## [Work to do]
Write out all the lines again, precisely as they stand, but without the images.

## [Collected data entries]
———

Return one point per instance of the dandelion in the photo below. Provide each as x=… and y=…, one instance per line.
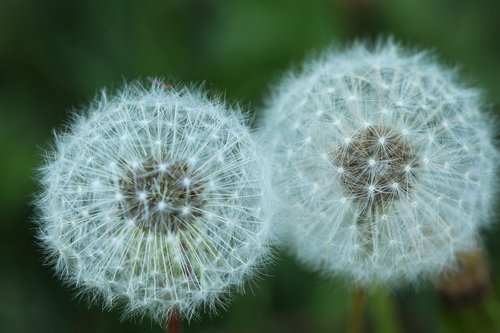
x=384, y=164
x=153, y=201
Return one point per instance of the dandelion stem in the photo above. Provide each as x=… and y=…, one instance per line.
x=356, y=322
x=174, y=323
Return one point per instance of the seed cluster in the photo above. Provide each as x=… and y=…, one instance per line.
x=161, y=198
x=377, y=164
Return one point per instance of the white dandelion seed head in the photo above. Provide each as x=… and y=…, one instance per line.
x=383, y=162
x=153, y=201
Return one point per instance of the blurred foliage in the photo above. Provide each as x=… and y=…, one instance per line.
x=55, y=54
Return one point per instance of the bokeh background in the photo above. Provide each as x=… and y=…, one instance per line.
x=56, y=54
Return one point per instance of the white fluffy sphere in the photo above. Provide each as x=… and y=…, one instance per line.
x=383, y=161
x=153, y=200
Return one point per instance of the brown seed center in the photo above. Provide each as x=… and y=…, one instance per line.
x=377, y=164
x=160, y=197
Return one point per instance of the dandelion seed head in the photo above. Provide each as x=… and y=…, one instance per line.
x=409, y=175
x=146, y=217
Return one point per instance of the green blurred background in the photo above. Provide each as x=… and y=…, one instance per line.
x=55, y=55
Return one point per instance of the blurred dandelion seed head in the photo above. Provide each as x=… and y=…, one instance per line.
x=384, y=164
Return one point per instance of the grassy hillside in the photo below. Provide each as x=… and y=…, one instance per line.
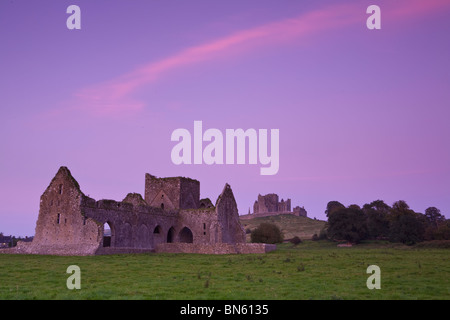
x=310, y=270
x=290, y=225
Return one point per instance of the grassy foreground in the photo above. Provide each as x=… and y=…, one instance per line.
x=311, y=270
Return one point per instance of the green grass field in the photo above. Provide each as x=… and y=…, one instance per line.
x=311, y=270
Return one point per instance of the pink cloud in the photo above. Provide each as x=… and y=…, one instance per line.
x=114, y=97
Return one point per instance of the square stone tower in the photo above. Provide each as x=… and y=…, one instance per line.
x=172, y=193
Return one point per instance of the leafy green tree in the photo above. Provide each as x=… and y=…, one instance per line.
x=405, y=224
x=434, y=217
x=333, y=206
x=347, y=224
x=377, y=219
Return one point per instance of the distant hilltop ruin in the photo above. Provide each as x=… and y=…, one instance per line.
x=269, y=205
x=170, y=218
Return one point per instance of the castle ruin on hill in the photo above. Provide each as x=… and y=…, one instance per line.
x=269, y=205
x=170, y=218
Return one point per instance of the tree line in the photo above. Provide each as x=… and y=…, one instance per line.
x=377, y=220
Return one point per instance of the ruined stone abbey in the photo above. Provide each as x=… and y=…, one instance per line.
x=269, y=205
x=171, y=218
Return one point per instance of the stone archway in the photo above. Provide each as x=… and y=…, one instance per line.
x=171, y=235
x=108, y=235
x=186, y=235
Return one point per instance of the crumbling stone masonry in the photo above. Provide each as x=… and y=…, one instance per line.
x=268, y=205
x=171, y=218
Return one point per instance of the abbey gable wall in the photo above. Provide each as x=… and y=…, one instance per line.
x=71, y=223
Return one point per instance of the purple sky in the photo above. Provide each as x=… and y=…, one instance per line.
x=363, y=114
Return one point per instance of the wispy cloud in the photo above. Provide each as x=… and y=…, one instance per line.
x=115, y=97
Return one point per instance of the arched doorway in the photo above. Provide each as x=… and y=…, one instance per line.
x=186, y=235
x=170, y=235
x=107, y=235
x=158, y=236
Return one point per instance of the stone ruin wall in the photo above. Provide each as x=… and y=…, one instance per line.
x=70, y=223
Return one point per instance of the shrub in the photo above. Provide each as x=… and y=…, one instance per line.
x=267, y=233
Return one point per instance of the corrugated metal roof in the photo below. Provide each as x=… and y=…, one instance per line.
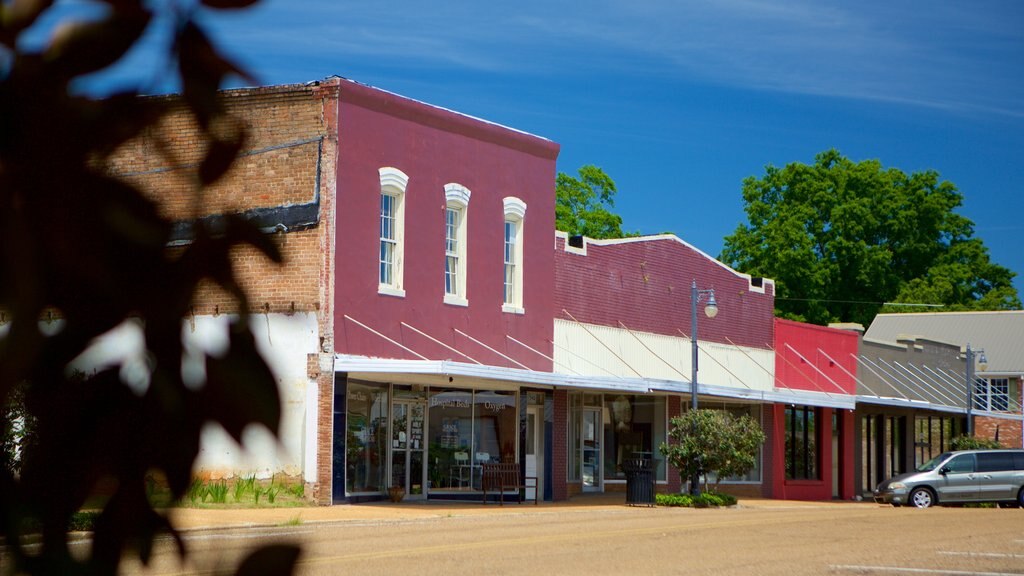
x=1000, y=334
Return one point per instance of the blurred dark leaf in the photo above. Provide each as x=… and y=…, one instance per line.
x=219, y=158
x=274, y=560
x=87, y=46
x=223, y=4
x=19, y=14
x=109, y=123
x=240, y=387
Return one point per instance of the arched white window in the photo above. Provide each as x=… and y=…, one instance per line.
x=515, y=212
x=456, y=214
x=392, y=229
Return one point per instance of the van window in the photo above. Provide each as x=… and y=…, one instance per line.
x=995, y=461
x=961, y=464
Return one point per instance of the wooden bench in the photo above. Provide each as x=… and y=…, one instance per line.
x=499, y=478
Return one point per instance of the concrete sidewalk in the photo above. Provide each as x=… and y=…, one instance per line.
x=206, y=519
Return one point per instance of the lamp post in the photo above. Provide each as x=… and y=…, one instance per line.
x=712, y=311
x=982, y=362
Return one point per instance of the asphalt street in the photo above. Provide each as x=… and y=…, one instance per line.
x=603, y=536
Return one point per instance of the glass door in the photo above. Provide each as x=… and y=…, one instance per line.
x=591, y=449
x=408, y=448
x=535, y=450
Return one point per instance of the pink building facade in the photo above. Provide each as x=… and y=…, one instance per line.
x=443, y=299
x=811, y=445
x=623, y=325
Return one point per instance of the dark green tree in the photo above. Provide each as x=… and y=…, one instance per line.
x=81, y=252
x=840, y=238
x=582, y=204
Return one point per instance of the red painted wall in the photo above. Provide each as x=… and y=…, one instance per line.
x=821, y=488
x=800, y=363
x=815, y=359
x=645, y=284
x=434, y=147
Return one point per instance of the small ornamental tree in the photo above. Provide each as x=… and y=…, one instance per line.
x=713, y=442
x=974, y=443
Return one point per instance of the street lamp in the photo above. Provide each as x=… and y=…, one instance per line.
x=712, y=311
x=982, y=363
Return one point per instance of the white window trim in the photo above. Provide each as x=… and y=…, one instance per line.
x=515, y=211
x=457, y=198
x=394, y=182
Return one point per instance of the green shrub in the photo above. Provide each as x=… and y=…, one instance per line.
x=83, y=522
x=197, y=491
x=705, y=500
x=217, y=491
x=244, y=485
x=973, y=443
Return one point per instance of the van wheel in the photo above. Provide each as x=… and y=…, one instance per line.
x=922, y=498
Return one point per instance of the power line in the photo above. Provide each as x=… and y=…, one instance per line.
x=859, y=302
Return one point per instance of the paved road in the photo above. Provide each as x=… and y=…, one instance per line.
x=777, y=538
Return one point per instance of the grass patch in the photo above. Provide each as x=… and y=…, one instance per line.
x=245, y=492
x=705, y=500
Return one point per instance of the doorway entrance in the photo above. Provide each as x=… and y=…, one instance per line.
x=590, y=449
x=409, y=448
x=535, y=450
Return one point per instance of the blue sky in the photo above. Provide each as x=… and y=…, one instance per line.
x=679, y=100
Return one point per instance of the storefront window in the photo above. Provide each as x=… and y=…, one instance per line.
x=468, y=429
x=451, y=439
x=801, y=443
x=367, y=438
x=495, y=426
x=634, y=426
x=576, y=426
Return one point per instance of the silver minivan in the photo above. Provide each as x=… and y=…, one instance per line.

———

## [Task response]
Return one point per instance of the dandelion in the photo below. Provide each as x=… and y=…, one instance per line.
x=384, y=164
x=153, y=201
Return one point per instance of the dandelion stem in the photo above. Provide each as x=… and y=…, one instance per line.
x=356, y=322
x=174, y=323
Return one point per instance of the seed cluster in the photo above. Provide each as x=… and y=…, one instance per line.
x=161, y=198
x=377, y=164
Return one point per instance of the white dandelion seed head in the photo above. Provide each as x=… and y=…, one instance per line.
x=383, y=162
x=153, y=201
Return one point per instance of the blurred foliage in the photo above. Provide each as x=… and y=…, one instance per line.
x=55, y=54
Return one point per instance of the bokeh background in the photo above. Provide each as x=… and y=…, one instance per line.
x=56, y=54
Return one point per instance of the white fluffy sphere in the photo above. Provide each as x=… and y=…, one instance per line.
x=383, y=161
x=153, y=200
Return one point per instance of the brown seed center in the photo above. Provide each as x=… and y=…, one instance per line.
x=377, y=164
x=160, y=197
Return one point per instance of the dandelion seed head in the photo above. Provide each as x=… and y=…, one instance per line.
x=409, y=175
x=146, y=217
Return one point per instance of the green blurred background in the photo above. Provide each as x=… and y=…, one instance per line.
x=55, y=55
Return one point per instance of the blurred dandelion seed head in the photo above. Provide each as x=… and y=…, one instance per line.
x=384, y=164
Return one point per instance of the grassy hillside in the photo below. Provide each as x=… and y=…, one instance per line.
x=310, y=270
x=290, y=225
Return one point per instance of the grassy foreground in the photo above. Provide each as x=… and y=…, one instance per line.
x=311, y=270
Return one point per instance of the green grass field in the photo above. Provide each as x=… and y=…, one instance per line.
x=311, y=270
Return one point per instance of the pink cloud in the photo above. Provide each as x=… and y=…, one instance per line.
x=114, y=97
Return one point per instance of the square stone tower in the photo above. Provide each as x=… and y=…, one instance per line.
x=172, y=193
Return one point per instance of the leafy green tree in the photo above. Provide each as x=… and y=…, one instance per line.
x=405, y=224
x=434, y=217
x=333, y=206
x=347, y=224
x=377, y=219
Return one point per instance of the distant hilltop ruin in the photo above. Provide each as x=… and y=…, one instance per line.
x=269, y=205
x=170, y=218
Return one point per instance of the castle ruin on hill in the photo above. Provide each as x=… and y=…, one instance per line.
x=269, y=205
x=170, y=218
Return one point per instance of the tree line in the photo above. Provide each as x=… and y=…, one instance per line.
x=377, y=220
Return one point per instance of the ruined stone abbey in the photo above. Provide each as x=… and y=…, one instance per line.
x=269, y=205
x=171, y=218
Return one point per instance of the stone archway in the photo above. Provide each as x=… and y=…, one instance per line.
x=171, y=235
x=108, y=235
x=186, y=235
Return one point per instance of the crumbling stone masonry in the photo above. Provide each as x=… and y=…, one instance per line.
x=268, y=205
x=171, y=218
Return one point per instance of the abbey gable wall in the photo above. Provide each as x=… and y=…, one instance per line.
x=71, y=223
Return one point per instance of the purple sky in the photo above. Provide each as x=… and y=…, one instance per line.
x=363, y=114
Return one point per instance of the wispy cloud in the photo above. Provide each as x=… and y=…, one instance per line.
x=115, y=97
Return one point per instance of the arched doorway in the photo above. Provide each as x=… and y=…, one instance per line.
x=186, y=235
x=170, y=235
x=107, y=235
x=158, y=236
Return one point per instance of the stone ruin wall in the photo above. Provide each as x=… and y=…, one instance per line.
x=70, y=223
Return one point per instance of the shrub in the photo above. Provide each as x=… and y=…, one instance per line.
x=267, y=233
Return one point per instance of the corrugated metal roof in the photo below. Provide each as x=… and y=…, one instance per line.
x=1000, y=334
Return one point per instance of the blurred dark leaf in the photo above. Provide each as x=… and y=…, one instance per line.
x=219, y=158
x=274, y=560
x=87, y=46
x=223, y=4
x=19, y=14
x=109, y=123
x=240, y=387
Return one point per instance of the arched white window in the photo above. Provide each as x=… and y=…, one instance per line.
x=515, y=212
x=456, y=214
x=392, y=229
Return one point per instance of the van window in the photo above. Provide each as x=… and y=…, one instance per line.
x=995, y=461
x=961, y=464
Return one point per instance of the wooden bench in the photo above. Provide each as x=… and y=…, one instance per line.
x=499, y=478
Return one point per instance of the concrete sidewalk in the photo above. Provide each as x=… and y=…, one instance per line.
x=206, y=519
Return one point per instance of the lamp post in the photo above. Provide each as x=… and y=…, one instance per line.
x=712, y=311
x=982, y=362
Return one point per instance of the asphalt street in the photo above. Provide each as x=… and y=…, one instance per line.
x=603, y=536
Return one point per instance of the glass door in the photo above. Provide each as x=… and y=…, one instance per line.
x=591, y=449
x=408, y=448
x=535, y=450
Return one point per instance of the pink building facade in the photo above. Provide each as x=… and y=…, one instance per line.
x=443, y=299
x=811, y=445
x=623, y=325
Return one point per instance of the dark green tree in the photo above. Provide each as x=… and y=…, one instance per line.
x=81, y=252
x=840, y=238
x=582, y=204
Return one point per instance of the red painted wall in the photo above. Provide each as x=… and y=…, one instance per line.
x=821, y=488
x=800, y=363
x=815, y=359
x=645, y=284
x=434, y=147
Return one point per instance of the small ornamental tree in the photo above. Provide each as x=… and y=…, one instance per line.
x=713, y=442
x=974, y=443
Return one point per instance of the street lamp in the photo above. Provide each as x=… and y=…, one instance per line.
x=712, y=311
x=982, y=363
Return one point per instance of the white window trim in the photo above. Provide each as x=… and y=…, one instance per line.
x=515, y=211
x=457, y=198
x=394, y=182
Return one point per instance of the green shrub in the photo above. Provide each as x=… and y=…, one instance per line.
x=83, y=522
x=197, y=491
x=705, y=500
x=217, y=491
x=244, y=485
x=973, y=443
Return one point per instance of the van wheel in the photo above. Provide each as x=… and y=…, one instance per line.
x=922, y=498
Return one point per instance of the power line in the photo above. Provide each as x=… and y=…, one instance per line.
x=859, y=302
Return one point per instance of the paved road in the photo above. Provide each as x=… and y=…, one instance per line.
x=777, y=538
Return one point per instance of the grass patch in the photo above. Provide each as x=… and y=…, one instance per line.
x=245, y=492
x=705, y=500
Return one point per instance of the doorway entrance in the photo above. Provide each as x=… and y=…, one instance per line.
x=590, y=449
x=409, y=448
x=535, y=450
Return one point per instance of the blue sky in the photo above. Provide each as x=… and y=…, one instance per line.
x=679, y=100
Return one point per instance of the storefront window in the photo above. Provide each as x=… and y=…, one instance per line.
x=468, y=429
x=451, y=439
x=801, y=443
x=367, y=438
x=495, y=426
x=634, y=426
x=576, y=426
Return one point per instance of the silver minivan in the photo above. Provide each as x=… and y=…, one instance per line.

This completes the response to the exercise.